-- Exercise text follows --
RNA Blot Analysis. Total RNA was prepared as described above. Total RNA (2 μg per lane) was used for electrophoresis, followed by hybridization to radiolabeled probes. The keratin 6 probe was generated by PCR (primer sequences are available upon request). The PCR product was cloned, sequenced, and used as a probe for detecting the transcripts of both keratin 6 genes (i.e., keratin 6a and keratin 6b).

Results

Simultaneous Loss of mafG and mafF Rescues keap1-Null Mutant Postnatal Lethality. To ask whether a reduction in small Maf activity mitigates the keap1-null phenotype, we crossed small maf mutant mice with keap1 mutants to generate compound mutant animals. When mafK or mafF was deleted in addition to keap1, no pups survived beyond weaning (Fig. 1A; precisely the same phenotype as in the keap1 mutants), but the life span of mafG::keap1 compound mutant mice was approximately one week longer than mice bearing only the keap1 mutant alleles (Fig. 1A, G0Kp0 mice), suggesting that the mafG contribution to keratinocytic homeostasis is greater than that of either MafK or MafF.

Fig. 1.

Fig. 1.

Small maf::keap1 compound mutant mice survive beyond weaning. (A) Body weight change for mice bearing single small maf gene disruptions in the keap1-null background. Deletion of either mafK or mafF did not extend the lifespan of keap1-null mutant pups. When mafG alone was disrupted in addition to keap1, pups survived one week longer. (B) Body weight change for mice with compound small maf gene disruptions in the keap1-null mutant background. Simultaneous deletion of mafG and mafF rescued the lethality of keap1-null mutant pups. The body weight of nrf2::keap1 mice was examined as a control. WT indicates wild-type; F0, mafF-/-; K0, mafK-/-; G0, mafG-/-; N0, nrf2-/-; Kp0, keap1-/-.
-- Exercise text concluded --
-- Data records follows --
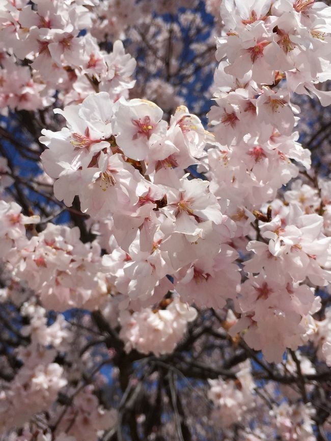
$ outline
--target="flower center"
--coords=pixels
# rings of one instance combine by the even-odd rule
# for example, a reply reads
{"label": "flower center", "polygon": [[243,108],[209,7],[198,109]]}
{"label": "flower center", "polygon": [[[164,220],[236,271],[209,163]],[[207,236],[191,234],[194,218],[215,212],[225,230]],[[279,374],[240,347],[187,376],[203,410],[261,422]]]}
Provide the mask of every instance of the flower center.
{"label": "flower center", "polygon": [[138,130],[134,135],[133,139],[136,139],[138,134],[146,136],[148,140],[150,137],[151,132],[154,128],[154,125],[151,122],[151,119],[149,116],[146,116],[143,119],[139,118],[139,120],[131,120],[132,124],[135,125]]}

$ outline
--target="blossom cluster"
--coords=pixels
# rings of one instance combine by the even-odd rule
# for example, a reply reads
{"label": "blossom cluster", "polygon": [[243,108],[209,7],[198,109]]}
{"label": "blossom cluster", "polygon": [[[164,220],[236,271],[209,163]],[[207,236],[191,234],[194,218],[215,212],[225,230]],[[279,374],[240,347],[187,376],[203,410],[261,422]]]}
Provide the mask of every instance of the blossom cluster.
{"label": "blossom cluster", "polygon": [[[0,2],[1,114],[61,107],[53,121],[41,118],[47,127],[38,146],[44,174],[36,179],[52,187],[52,203],[84,225],[44,221],[41,205],[37,215],[14,202],[14,167],[0,159],[0,258],[9,279],[0,304],[11,301],[23,318],[14,328],[20,343],[12,339],[13,377],[1,380],[0,426],[21,428],[10,441],[97,441],[106,431],[119,431],[141,391],[132,392],[134,381],[122,371],[128,401],[120,403],[119,419],[101,404],[98,369],[90,364],[94,346],[99,369],[105,360],[130,355],[168,362],[201,311],[211,309],[186,340],[209,333],[233,345],[233,359],[240,360],[217,378],[219,371],[189,353],[195,369],[214,374],[207,392],[214,425],[225,436],[234,424],[241,433],[240,425],[254,426],[252,414],[261,426],[271,421],[269,437],[313,441],[316,413],[306,402],[313,384],[305,379],[319,371],[296,351],[311,344],[319,363],[331,366],[331,308],[323,307],[331,282],[331,187],[311,169],[311,152],[296,131],[300,108],[291,100],[295,93],[331,104],[322,84],[331,79],[331,7],[313,0],[207,2],[223,22],[218,17],[209,131],[177,105],[173,87],[161,78],[145,93],[163,100],[163,109],[136,97],[136,61],[121,39],[111,50],[102,44],[109,35],[124,40],[137,21],[143,25],[143,11],[150,18],[192,2],[118,3]],[[130,37],[136,42],[133,32]],[[173,58],[182,48],[173,49]],[[93,318],[102,334],[100,341],[82,339],[82,348],[77,341],[79,363],[68,353],[71,312],[57,313],[75,308],[88,312],[84,332],[98,334]],[[220,331],[209,326],[216,319]],[[277,379],[265,360],[284,376],[270,402],[273,385],[258,393],[254,373],[264,378],[242,357],[246,348],[258,374],[266,366],[269,379]],[[176,369],[159,387],[178,412],[182,406],[171,382]],[[300,384],[289,387],[297,374]],[[263,400],[269,405],[260,412]],[[27,422],[40,415],[47,428],[34,432],[34,422]],[[130,419],[135,421],[133,413]],[[242,437],[266,439],[258,427]]]}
-- Data records concluded --
* [Work order 1]:
In the text on small maf and keap1 mutant mice, how much total RNA was loaded per lane for electrophoresis?
* [Work order 2]:
Please carry on the text on small maf and keap1 mutant mice from its last sentence, writing the next paragraph of the results.
None of this work draws on the listing.

* [Task answer 1]:
2 μg per lane.

* [Task answer 2]:
Because the results of small maf compound mutant analyses indicate that three small Mafs are capable of compensating for one another (34), we next further reduced the number of active small maf alleles in the keap1-null background. Whereas mice bearing disruptions in all three small maf genes might have been preferred for this analysis, mice lacking all small Mafs die by midgestation (unpublished observations). Similarly, mafG::mafK compound mutant mice expire before weaning (34). We therefore examined instead two genotypes that were healthy and fertile (i.e., mafG::mafF and mafF::mafK compound mutants) in combination with the mutant keap1-null alleles (Fig. 1B). Whereas disruption of both mafK and mafF did not rescue keap1 mutant from lethality (K0F0Kp0 mice), when the mafG and mafF genes were simultaneously deleted in the keap1-null background the mice survived for more than four months (G0F0Kp0 mice in Fig. 1B).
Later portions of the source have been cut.